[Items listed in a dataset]
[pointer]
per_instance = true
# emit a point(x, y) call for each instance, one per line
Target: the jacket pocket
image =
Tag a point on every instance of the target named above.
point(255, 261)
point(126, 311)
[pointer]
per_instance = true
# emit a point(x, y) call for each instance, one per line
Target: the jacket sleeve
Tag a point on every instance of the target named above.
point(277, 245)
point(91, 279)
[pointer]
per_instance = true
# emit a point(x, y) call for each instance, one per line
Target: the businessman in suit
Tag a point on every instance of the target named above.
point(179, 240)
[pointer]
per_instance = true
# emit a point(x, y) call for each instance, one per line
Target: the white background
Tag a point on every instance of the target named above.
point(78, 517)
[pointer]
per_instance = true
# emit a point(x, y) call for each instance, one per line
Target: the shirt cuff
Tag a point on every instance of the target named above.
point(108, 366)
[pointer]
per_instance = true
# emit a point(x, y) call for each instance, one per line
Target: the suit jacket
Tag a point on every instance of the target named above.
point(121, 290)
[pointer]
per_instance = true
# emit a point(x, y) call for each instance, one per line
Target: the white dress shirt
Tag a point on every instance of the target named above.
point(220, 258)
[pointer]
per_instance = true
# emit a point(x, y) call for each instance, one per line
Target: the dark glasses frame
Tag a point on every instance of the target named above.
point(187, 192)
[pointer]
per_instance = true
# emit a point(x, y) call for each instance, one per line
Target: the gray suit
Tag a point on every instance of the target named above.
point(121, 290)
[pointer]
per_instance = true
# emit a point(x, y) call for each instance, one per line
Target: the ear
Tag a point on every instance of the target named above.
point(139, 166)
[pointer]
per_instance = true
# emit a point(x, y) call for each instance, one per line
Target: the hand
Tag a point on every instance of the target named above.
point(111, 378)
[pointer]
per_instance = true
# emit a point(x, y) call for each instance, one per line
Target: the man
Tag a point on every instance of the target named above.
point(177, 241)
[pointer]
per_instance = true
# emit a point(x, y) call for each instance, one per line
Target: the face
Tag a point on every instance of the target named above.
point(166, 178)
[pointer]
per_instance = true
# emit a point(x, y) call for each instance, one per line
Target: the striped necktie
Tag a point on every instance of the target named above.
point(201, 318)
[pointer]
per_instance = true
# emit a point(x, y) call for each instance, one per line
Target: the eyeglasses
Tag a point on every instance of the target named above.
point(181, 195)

Aim:
Change every "Tag" in the listing above to "Place" and write out all the lines again, leaving everything else unchanged.

Response to the task:
[pointer]
per_instance = true
# emit a point(x, y) call for each instance, one per line
Target: the jacket pocket
image =
Place a point on every instance of the target named above.
point(255, 261)
point(126, 311)
[pointer]
per_instance = true
# emit a point(x, y) call for each instance, one per line
Target: the jacket sleeve
Place a point on every instance of the target named above.
point(277, 245)
point(91, 279)
[pointer]
per_instance = true
# emit a point(x, y) call for each instance, one per line
Target: the businessman in suit
Place a point on every instance of the target named above.
point(179, 240)
[pointer]
per_instance = true
# emit a point(x, y) call for each instance, one per line
Target: the white background
Place a point on every instance of the target named above.
point(78, 517)
[pointer]
per_instance = true
# emit a point(x, y) call for each instance, one per line
Target: the shirt cuff
Place a point on every instance of the target named above.
point(108, 366)
[pointer]
per_instance = true
# emit a point(x, y) call for each instance, one per line
Target: the suit jacket
Place a point on every instance of the target named above.
point(121, 290)
[pointer]
per_instance = true
# emit a point(x, y) call for each instance, one per line
Target: the white dress shirt
Place a point on every instance of the target named above.
point(220, 258)
[pointer]
per_instance = true
# emit a point(x, y) call for each instance, one per line
Target: the dark glasses frame
Place a point on every instance of the target named above.
point(187, 192)
[pointer]
per_instance = true
# emit a point(x, y) call for each instance, one per line
Target: the gray suit
Place a point on every instance of the target named above.
point(121, 290)
[pointer]
per_instance = true
# emit a point(x, y) call for each instance, one per line
Target: the ear
Place a point on every instance of the target named above.
point(139, 166)
[pointer]
per_instance = true
# emit a point(x, y) call for each instance, one per line
Target: the hand
Place a point on every instance of the target named above.
point(111, 378)
[pointer]
per_instance = true
# emit a point(x, y) call for each instance, one per line
Target: the man
Place a point on every instance of the target named above.
point(177, 241)
[pointer]
per_instance = true
# emit a point(x, y) call for each instance, one per line
Target: the face
Place a point on every instance of the target named above.
point(166, 178)
[pointer]
per_instance = true
# emit a point(x, y) call for each instance, one per line
Target: the striped necktie
Place a point on every instance of the target named above.
point(201, 318)
[pointer]
per_instance = true
# emit a point(x, y) call for each instance, one per line
Target: the eyeglasses
Place a point on every instance of the target named above.
point(181, 195)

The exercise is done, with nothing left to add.